Top of MATERIAL FOR THE TASK
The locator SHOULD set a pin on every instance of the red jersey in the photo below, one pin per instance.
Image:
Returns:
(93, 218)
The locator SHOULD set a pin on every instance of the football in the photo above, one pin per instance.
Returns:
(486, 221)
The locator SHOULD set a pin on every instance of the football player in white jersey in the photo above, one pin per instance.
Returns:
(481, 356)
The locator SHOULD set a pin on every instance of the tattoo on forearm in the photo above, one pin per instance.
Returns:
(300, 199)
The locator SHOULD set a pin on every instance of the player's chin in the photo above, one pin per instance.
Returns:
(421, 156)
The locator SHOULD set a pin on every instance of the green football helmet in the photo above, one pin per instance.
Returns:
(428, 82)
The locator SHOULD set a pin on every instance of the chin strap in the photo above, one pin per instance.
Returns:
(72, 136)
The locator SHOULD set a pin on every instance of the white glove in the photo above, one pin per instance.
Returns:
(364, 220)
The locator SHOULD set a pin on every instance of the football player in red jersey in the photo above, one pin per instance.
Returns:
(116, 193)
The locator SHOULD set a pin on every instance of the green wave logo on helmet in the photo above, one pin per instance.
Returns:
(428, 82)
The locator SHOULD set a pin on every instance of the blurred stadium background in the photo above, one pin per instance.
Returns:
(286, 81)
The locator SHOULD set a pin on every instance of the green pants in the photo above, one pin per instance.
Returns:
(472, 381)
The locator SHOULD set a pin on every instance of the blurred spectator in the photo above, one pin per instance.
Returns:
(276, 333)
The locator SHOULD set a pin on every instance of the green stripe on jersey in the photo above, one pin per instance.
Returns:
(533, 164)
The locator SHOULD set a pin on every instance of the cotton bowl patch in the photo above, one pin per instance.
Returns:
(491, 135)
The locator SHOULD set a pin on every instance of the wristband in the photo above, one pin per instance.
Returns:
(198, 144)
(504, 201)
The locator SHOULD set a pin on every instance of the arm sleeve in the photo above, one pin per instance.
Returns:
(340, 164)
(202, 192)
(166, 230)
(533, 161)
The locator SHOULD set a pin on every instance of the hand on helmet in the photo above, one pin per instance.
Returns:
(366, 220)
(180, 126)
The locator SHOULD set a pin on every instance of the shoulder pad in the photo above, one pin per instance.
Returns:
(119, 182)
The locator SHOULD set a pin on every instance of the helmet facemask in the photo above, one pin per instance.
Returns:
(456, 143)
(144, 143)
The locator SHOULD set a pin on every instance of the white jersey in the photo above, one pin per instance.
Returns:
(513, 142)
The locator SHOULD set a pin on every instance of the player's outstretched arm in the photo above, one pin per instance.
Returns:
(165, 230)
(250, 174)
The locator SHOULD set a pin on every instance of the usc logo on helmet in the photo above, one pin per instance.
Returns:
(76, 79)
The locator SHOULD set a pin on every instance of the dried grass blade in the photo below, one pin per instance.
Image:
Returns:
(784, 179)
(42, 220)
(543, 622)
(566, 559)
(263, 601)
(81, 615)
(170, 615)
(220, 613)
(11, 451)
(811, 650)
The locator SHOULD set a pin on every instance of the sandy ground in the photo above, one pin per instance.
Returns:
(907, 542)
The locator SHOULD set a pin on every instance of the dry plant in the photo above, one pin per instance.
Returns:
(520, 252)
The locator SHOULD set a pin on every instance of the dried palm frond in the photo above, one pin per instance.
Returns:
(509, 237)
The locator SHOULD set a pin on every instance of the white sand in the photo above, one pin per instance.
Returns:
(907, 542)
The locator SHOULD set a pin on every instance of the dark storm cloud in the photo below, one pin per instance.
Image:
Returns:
Bottom of MATERIAL FOR THE TASK
TASK BRIEF:
In the entries, some lines may contain the word "logo". Give how many do, as a number by itself.

RESULT BELOW:
2